[Start Excerpt to read]

9 . The resistance welding electrode according to claim 8 , wherein the resistance welding electrode consists mainly of either one of copper and iron.
10 . The resistance welding electrode according to claim 8 , wherein
the second layer is formed on the first layer by any one of plating, physical vapor deposition, chemical vapor deposition, and a method of generating the pulse-like discharge by applying the voltage between a powder molding obtained by molding a metal-based powder and the resistance welding electrode in the working fluid.
11 . A method of manufacturing a resistance welding electrode, the method comprising:
forming a first film of metal carbide that is formed by attaching or carbonizing of an electrode material on a surface of the resistance welding electrode, the forming including disposing the resistance welding electrode in a working fluid; disposing a powder molding obtained by molding a powder consisting mainly of a metal powder that is likely to be carbonized or a metal compound powder or a powder molding obtained by heating the powder molding in an opposite position to the resistance welding electrode, as an electrode for discharge surface treatment; and applying a predetermined voltage between the resistance welding electrode and the powder molding, to generate a pulse-like discharge; and forming a second film consisting mainly of any one of chrome, nickel, iron, tungsten, and molybdenum on the first film.
12 . The method according to claim 11 , wherein
the second film is formed on the first film by any one of plating, physical vapor deposition, chemical vapor deposition, and a discharge surface treatment method of generating the pulse-like discharge by applying the voltage between a powder molding obtained by molding a metal-based powder and the resistance welding electrode in the working fluid.
13 . A resistance welding apparatus comprising:
a resistance welding electrode including
a first layer of a metal-carbide film that is formed by attaching or carbonizing of an electrode material on a surface of the resistance welding electrode by applying a voltage between a powder molding obtained by molding a powder consisting mainly of a metal powder that is likely to be carbonized or a metal compound powder or a powder molding obtained by heating the powder molding in a working fluid and the resistance welding electrode, to generate a pulse-like discharge in; and
a second layer obtained by forming a film consisting mainly of any one of chrome, nickel, iron, tungsten, and molybdenum on the first layer; and
a power supplying unit that supplies an electric power to the resistance welding electrode.

[End Excerpt to read]
[Start Collected material]

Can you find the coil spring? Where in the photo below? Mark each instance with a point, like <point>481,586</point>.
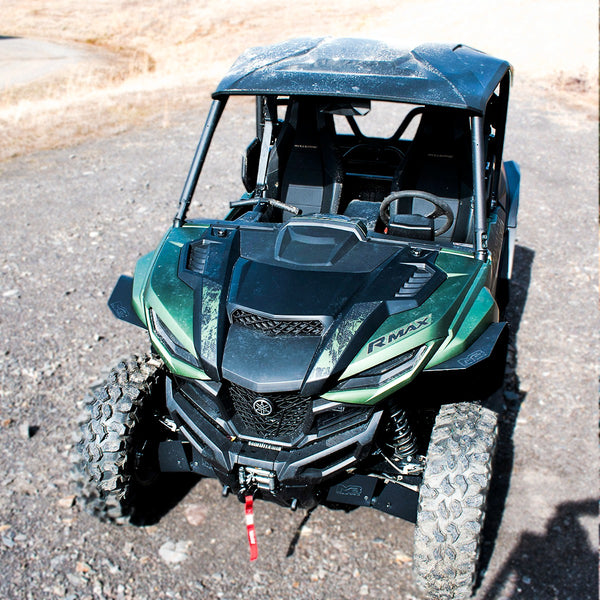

[End Collected material]

Given instruction = Can you pick up the resistance welding electrode claims above right after their last sentence and write what follows?

The reply =
14 . A part manufacturing line for performing a part welding, wherein
the part welding is performed by using a resistance welding apparatus, and the resistance welding apparatus includes
a resistance welding electrode including
a first layer of a metal-carbide film that is formed by attaching or carbonizing of an electrode material on a surface of the resistance welding electrode by applying a voltage between a powder molding obtained by molding a powder consisting mainly of a metal powder that is likely to be carbonized or a metal compound powder or a powder molding obtained by heating the powder molding in a working fluid and the resistance welding electrode, to generate a pulse-like discharge in; and
a second layer obtained by forming a film consisting mainly of any one of chrome, nickel, iron, tungsten, and molybdenum on the first layer; and
a power supplying unit that supplies an electric power to the resistance welding electrode.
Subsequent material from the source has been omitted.